▶ Exercise prompt
Could you return every record below exactly as it is written?

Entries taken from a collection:
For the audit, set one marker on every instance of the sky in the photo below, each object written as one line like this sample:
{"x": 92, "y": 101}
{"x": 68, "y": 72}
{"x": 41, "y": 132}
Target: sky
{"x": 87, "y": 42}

▶ Expected answer
For the audit, set one marker on every instance of the sky in the photo below, each object written as one line like this sample:
{"x": 92, "y": 101}
{"x": 68, "y": 72}
{"x": 41, "y": 132}
Target: sky
{"x": 87, "y": 42}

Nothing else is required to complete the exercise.